(NaturalNews) According to "Dead By Mistake," a report detailing the findings of an investigation by the Hearst Corporation, approximately 200,000 people die in the United States every year from hospital infections and preventable medical errors. To make matters worse, the situation has not changed from 10 years ago, when the recommendations of a similar report by the federal government went ignored.
"Ten years ago, the highly-publicized federal report, 'To Err Is Human,' highlighted the alarming death toll from preventable medical injuries and called on the medical community to cut it in half in five years," the new report says. "Its authors and patient safety advocates believed that its release would spur a revolution in patient safety. But … the federal government and most states have made little or no progress in improving patient safety through accountability mechanisms or other measures."
According to "Dead By Mistake," only 20 states require that medical errors be reported, and even among these, standards vary widely and enforcement is inconsistent. Five states are implementing mandatory reporting systems, five have voluntary systems, and 20 have no error reporting systems at all.
The Hearst report accuses lobbyists of working to ensure that the 1999 report's recommendation of a nationwide mandatory error reporting system was never implemented.

Data shown
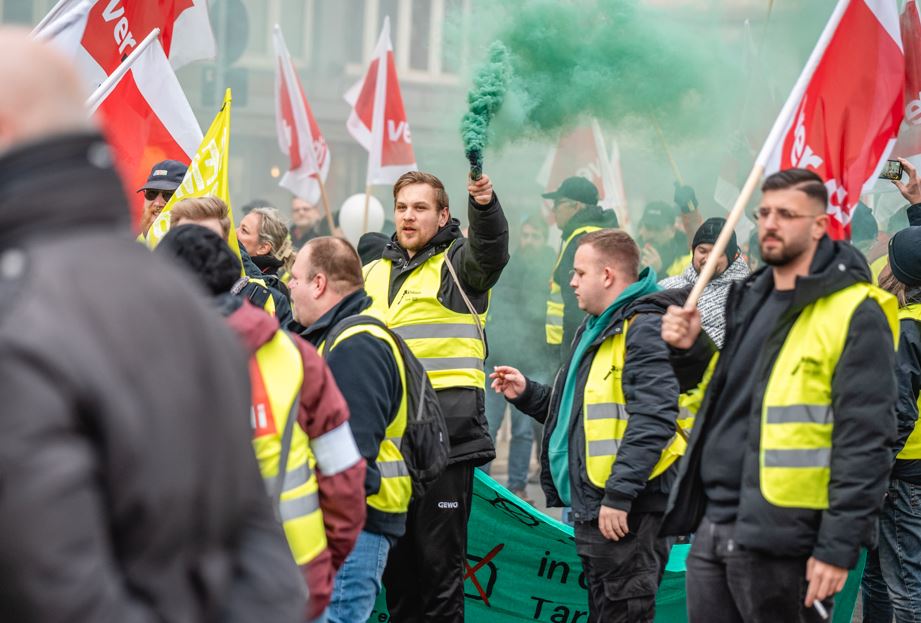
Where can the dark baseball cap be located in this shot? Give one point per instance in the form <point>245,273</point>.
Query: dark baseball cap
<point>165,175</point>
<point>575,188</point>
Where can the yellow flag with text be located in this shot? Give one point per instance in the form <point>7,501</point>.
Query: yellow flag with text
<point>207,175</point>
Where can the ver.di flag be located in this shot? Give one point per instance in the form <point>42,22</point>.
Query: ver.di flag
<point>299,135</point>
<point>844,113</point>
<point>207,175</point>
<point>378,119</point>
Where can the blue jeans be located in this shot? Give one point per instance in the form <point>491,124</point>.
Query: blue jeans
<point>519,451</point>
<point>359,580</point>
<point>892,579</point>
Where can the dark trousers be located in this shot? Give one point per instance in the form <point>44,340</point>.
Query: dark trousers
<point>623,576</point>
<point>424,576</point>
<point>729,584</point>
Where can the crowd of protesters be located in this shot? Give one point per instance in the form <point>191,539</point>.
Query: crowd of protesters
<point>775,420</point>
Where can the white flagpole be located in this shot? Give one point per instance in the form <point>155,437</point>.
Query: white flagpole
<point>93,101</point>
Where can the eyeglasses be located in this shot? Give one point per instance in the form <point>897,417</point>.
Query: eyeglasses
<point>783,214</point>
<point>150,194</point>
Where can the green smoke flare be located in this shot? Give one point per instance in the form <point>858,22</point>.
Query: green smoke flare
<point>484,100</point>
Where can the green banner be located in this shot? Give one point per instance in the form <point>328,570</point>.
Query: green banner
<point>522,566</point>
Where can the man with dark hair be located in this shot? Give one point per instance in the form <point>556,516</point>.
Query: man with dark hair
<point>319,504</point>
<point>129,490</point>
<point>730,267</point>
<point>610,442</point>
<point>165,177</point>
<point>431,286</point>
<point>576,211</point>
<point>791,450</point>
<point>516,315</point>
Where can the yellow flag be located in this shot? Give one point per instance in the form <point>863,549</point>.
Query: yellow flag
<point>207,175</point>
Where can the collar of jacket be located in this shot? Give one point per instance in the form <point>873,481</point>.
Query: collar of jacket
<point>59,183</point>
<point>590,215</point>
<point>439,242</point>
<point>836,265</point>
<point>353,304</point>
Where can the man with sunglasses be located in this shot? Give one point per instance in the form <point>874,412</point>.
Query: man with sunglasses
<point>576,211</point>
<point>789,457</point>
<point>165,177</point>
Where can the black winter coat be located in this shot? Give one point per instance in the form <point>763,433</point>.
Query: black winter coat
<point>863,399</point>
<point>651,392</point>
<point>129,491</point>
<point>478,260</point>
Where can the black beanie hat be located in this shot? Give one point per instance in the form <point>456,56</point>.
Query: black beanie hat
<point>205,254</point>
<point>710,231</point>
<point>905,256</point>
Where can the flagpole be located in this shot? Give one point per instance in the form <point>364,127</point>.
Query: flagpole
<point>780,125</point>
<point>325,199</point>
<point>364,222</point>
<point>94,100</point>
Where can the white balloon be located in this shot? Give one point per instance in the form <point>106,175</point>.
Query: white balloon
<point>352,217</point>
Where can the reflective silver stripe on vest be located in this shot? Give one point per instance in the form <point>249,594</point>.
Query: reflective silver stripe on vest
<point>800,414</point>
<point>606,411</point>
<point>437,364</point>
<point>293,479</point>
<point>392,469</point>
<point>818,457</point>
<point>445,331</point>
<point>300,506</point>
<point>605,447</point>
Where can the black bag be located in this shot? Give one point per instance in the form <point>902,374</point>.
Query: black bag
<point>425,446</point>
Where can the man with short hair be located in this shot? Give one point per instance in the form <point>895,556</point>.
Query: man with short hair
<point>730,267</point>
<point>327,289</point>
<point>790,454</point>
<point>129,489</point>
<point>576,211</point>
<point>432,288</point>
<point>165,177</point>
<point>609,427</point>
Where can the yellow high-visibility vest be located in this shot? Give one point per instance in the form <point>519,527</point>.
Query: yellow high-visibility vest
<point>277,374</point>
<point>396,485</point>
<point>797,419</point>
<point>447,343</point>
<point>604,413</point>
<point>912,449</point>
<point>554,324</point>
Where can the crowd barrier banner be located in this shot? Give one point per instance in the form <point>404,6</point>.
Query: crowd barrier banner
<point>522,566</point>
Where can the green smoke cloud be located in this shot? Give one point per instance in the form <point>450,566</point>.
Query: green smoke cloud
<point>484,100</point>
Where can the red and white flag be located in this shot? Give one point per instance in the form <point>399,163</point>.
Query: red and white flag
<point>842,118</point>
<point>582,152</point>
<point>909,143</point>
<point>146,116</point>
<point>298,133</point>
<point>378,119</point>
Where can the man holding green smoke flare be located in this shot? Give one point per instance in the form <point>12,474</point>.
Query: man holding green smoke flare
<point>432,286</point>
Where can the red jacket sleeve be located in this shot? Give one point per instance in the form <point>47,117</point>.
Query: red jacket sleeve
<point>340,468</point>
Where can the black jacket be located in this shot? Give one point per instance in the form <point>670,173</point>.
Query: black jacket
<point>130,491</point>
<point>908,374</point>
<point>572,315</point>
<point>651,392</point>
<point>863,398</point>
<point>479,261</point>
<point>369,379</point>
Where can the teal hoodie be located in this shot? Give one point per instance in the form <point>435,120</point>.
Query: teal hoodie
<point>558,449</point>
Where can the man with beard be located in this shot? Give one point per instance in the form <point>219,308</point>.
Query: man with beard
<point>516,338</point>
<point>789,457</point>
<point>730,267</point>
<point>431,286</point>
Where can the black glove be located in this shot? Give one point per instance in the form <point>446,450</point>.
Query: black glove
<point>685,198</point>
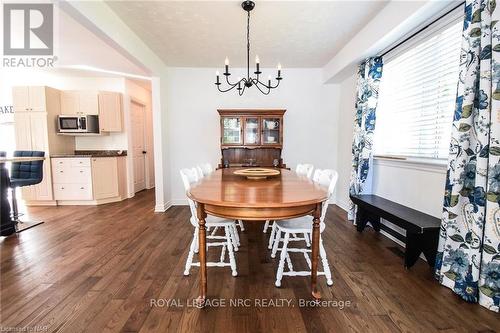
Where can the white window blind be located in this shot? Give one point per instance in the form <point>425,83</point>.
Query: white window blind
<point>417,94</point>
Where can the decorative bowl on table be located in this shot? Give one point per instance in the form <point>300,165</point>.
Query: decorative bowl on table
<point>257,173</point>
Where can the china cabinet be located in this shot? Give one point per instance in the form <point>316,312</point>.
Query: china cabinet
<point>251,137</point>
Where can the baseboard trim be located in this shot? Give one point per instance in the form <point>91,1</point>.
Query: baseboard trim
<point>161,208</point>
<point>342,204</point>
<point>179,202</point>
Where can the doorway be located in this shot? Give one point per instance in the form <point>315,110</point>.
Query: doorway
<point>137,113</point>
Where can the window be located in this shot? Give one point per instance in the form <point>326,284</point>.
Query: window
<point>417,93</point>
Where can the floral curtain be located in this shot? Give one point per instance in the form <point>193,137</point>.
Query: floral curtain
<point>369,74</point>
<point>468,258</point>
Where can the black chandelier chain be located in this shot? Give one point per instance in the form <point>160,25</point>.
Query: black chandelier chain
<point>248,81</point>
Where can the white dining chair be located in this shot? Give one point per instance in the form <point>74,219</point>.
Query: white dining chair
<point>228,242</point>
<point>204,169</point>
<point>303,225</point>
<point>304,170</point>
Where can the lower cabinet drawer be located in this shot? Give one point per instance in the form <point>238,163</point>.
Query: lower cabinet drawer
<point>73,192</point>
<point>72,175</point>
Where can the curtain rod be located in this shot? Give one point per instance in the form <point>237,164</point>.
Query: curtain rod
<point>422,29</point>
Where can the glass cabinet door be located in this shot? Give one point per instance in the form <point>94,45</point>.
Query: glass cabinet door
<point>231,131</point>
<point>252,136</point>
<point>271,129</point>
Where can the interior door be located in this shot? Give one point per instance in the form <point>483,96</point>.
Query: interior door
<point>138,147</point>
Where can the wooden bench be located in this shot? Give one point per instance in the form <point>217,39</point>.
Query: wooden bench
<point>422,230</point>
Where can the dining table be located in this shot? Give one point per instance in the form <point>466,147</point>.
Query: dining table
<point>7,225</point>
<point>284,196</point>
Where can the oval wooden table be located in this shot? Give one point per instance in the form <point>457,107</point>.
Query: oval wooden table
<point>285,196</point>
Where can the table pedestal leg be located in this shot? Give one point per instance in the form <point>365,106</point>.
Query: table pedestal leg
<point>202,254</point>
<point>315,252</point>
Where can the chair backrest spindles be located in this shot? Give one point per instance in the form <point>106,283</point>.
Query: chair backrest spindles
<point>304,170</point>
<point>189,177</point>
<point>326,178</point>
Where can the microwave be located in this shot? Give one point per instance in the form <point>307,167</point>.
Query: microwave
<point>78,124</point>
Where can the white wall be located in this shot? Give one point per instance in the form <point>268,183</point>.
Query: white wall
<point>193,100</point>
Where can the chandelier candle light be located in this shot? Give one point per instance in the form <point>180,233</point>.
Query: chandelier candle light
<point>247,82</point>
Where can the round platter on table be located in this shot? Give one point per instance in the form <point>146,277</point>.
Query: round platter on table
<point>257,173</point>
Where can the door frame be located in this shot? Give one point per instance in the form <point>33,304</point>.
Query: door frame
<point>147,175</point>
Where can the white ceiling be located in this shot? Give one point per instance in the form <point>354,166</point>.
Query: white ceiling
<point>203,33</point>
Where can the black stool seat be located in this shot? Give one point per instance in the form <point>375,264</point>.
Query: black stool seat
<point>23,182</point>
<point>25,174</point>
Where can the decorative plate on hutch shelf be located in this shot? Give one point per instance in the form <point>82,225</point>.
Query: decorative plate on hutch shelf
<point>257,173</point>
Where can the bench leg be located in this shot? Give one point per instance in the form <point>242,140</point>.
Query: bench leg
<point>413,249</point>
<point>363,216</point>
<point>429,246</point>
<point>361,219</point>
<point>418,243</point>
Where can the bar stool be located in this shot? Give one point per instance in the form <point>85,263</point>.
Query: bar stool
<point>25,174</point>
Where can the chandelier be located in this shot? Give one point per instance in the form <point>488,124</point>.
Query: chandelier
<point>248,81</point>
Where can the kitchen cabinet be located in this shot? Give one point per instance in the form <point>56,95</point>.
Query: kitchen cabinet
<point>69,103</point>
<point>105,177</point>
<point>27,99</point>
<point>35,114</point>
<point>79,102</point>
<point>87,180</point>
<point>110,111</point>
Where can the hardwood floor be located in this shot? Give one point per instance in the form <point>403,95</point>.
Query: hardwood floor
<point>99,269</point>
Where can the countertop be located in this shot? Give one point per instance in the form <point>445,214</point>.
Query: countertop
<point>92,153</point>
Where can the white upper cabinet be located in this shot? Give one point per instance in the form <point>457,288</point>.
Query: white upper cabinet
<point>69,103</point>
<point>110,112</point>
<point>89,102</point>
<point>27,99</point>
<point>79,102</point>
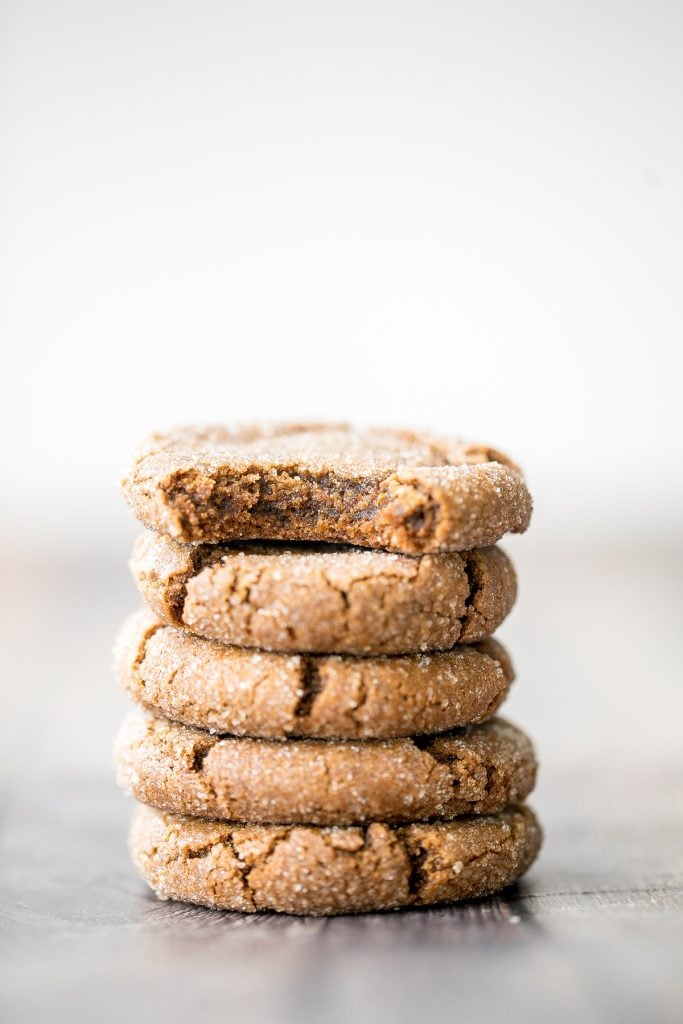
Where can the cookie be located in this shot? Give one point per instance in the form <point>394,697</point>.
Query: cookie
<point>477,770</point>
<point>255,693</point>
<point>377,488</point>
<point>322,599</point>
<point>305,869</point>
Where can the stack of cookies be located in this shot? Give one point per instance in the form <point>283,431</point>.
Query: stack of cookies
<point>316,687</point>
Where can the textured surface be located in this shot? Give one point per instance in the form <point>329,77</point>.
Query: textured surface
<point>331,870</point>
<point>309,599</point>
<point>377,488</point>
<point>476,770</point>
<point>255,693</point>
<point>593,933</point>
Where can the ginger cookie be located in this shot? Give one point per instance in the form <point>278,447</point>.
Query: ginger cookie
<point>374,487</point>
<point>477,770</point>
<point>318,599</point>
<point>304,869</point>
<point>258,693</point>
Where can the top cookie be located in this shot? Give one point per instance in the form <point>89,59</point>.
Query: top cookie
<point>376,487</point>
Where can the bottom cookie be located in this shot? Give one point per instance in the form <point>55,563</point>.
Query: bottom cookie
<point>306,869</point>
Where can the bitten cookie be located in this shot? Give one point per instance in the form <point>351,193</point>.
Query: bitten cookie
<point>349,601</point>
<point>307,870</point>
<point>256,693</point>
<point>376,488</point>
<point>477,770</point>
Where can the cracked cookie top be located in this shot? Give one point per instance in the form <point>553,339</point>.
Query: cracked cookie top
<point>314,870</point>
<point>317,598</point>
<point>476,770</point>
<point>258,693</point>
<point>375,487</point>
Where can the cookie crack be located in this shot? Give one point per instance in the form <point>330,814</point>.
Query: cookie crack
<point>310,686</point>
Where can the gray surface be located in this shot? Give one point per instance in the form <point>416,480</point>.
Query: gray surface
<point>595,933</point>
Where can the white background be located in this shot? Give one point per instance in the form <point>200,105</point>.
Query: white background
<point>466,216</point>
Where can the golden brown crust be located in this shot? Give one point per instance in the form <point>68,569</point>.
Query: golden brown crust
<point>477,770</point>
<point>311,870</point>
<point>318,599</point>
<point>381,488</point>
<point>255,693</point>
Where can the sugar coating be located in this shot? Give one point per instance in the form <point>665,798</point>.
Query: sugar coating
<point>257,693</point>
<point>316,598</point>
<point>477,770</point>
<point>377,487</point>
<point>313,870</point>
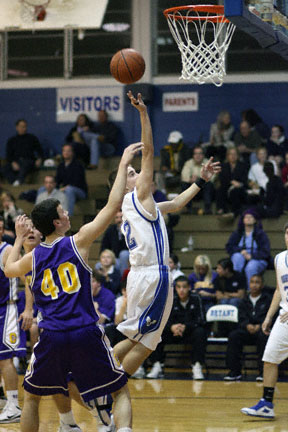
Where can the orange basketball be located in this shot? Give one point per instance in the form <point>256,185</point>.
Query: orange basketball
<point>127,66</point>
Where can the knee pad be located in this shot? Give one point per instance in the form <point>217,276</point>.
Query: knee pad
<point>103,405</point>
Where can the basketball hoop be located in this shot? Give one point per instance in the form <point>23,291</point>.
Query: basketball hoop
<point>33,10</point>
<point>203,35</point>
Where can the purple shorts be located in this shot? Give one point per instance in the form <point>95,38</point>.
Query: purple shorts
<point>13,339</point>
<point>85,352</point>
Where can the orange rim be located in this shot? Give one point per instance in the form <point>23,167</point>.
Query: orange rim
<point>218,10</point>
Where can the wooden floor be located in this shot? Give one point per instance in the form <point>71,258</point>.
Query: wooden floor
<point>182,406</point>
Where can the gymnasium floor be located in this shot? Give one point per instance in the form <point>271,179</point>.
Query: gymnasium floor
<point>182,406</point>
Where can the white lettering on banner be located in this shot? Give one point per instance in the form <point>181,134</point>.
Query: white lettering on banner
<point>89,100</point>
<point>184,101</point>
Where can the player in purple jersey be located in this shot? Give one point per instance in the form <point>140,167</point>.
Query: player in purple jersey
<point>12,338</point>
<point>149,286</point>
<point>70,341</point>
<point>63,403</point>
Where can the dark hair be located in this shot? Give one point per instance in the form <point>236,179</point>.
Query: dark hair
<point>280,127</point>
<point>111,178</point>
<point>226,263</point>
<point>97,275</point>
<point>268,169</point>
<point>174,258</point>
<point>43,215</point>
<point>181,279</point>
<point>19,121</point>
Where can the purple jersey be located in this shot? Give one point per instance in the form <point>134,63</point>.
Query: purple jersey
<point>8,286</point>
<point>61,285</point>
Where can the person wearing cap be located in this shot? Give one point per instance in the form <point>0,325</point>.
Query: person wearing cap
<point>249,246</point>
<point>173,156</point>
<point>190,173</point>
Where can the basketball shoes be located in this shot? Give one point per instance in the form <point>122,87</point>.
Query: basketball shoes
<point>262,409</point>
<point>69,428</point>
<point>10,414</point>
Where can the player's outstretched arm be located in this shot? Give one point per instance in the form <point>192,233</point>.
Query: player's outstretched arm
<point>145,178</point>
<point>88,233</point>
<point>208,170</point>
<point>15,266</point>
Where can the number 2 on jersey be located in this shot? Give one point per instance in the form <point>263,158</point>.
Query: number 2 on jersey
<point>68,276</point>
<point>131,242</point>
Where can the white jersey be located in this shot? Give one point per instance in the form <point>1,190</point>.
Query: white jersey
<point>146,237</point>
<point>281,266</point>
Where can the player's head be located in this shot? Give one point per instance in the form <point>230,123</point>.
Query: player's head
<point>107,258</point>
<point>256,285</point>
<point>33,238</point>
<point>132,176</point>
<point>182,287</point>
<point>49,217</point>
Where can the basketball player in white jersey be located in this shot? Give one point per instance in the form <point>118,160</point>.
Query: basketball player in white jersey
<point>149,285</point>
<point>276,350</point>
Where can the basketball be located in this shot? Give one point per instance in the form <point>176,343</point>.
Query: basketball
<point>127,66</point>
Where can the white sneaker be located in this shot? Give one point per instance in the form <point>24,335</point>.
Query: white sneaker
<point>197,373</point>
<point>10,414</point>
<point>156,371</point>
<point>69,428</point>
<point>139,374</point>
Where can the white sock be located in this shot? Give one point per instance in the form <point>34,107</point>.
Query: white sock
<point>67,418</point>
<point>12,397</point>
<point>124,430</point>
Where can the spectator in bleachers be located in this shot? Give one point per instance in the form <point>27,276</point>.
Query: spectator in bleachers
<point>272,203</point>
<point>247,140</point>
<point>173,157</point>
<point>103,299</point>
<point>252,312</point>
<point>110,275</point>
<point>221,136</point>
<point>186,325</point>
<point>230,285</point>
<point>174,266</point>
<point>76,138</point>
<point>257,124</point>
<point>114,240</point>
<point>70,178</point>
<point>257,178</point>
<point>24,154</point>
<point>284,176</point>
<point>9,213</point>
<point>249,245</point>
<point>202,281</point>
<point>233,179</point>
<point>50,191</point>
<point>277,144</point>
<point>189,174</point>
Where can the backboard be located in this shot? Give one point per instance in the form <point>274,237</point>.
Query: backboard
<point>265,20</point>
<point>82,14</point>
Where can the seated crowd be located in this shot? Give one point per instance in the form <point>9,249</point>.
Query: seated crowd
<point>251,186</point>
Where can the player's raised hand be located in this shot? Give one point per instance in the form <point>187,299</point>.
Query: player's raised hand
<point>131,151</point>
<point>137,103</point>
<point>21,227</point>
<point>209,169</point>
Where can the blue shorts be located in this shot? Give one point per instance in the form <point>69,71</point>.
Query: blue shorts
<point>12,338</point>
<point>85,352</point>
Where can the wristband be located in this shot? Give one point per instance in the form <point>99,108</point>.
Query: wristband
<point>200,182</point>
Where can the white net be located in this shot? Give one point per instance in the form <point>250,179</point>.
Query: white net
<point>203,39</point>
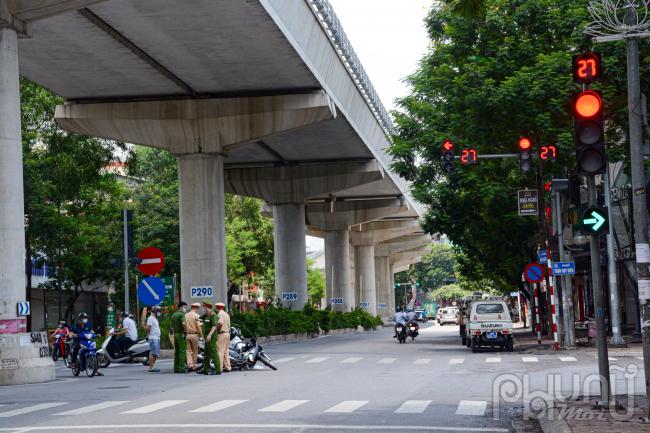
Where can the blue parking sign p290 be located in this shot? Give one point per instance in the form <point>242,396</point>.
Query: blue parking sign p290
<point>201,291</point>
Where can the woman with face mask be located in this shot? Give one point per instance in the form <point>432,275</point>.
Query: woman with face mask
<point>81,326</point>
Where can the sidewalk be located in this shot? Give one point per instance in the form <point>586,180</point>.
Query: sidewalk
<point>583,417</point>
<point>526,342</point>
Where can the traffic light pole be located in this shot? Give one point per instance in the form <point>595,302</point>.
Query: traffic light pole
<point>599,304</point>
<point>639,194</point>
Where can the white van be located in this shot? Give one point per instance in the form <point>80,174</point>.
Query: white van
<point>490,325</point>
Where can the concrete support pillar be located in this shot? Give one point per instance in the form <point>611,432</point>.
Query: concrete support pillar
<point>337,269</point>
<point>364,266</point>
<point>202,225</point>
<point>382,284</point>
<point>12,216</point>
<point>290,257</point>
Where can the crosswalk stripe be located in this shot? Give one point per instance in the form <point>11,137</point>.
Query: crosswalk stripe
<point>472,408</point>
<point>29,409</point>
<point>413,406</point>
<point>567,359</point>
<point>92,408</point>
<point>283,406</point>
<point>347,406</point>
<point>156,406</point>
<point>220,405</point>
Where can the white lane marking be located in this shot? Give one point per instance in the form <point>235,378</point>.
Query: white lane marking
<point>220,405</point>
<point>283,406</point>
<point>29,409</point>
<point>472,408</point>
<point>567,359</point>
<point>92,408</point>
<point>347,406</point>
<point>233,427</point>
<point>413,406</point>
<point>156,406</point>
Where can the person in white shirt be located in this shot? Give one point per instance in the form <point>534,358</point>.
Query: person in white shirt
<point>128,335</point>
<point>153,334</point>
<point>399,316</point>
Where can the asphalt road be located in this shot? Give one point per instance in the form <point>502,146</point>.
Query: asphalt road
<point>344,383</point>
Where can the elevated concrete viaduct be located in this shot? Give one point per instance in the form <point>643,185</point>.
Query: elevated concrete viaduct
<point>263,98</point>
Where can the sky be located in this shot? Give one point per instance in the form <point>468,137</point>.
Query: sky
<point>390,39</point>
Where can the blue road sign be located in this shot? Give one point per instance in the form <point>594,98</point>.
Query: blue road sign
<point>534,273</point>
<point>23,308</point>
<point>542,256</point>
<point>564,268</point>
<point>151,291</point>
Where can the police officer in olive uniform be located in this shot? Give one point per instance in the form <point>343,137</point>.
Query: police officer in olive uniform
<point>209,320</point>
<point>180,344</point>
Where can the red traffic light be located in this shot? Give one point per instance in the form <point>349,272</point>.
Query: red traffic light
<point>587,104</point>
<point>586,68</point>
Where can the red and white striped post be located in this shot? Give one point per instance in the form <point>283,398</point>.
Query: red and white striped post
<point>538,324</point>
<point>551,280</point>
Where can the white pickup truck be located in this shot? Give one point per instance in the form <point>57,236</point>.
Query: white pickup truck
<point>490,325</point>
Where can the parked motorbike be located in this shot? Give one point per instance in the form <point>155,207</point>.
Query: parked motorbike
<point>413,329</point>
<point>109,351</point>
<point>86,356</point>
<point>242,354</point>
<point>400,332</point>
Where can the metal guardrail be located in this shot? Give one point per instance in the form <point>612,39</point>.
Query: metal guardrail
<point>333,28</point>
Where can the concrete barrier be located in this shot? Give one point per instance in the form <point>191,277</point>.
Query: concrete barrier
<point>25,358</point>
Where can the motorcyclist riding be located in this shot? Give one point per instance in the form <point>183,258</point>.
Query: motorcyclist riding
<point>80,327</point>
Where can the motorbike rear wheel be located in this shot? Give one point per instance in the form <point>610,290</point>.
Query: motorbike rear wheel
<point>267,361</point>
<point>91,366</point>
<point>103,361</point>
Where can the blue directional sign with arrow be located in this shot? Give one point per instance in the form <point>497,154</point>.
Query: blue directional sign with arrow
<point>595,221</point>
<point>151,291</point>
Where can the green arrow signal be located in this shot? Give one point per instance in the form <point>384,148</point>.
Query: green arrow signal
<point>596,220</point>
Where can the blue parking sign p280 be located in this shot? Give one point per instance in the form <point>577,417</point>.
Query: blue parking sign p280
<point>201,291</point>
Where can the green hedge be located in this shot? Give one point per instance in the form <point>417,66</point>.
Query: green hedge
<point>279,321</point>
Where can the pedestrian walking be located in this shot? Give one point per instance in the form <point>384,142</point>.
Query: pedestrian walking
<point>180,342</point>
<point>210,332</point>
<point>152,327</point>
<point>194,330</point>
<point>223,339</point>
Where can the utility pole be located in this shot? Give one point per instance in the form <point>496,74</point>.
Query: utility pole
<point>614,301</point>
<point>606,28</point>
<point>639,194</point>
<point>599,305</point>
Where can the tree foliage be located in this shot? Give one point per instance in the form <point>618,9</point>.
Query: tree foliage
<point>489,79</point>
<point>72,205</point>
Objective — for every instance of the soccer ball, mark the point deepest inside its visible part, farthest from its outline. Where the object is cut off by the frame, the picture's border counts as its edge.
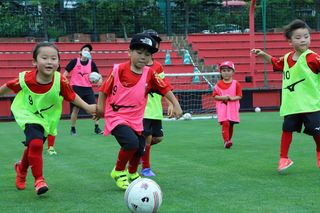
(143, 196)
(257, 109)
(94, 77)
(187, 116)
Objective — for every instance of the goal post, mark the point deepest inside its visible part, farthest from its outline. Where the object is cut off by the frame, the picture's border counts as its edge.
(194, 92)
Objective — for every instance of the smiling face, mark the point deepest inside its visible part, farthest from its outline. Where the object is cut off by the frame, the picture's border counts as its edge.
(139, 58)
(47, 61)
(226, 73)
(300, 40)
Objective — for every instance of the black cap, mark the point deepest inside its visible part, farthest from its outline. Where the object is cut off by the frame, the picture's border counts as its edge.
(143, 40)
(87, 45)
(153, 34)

Problems to work on
**A.** In the article on hospital deaths, how many states require that medical errors be reported?
**B.** Restate word for word the part of the article on hospital deaths that opens with the words containing "The Hearst report" and closes with "was never implemented.".

Answer list
**A.** Only 20 states.

**B.**
The Hearst report accuses lobbyists of working to ensure that the 1999 report's recommendation of a nationwide mandatory error reporting system was never implemented.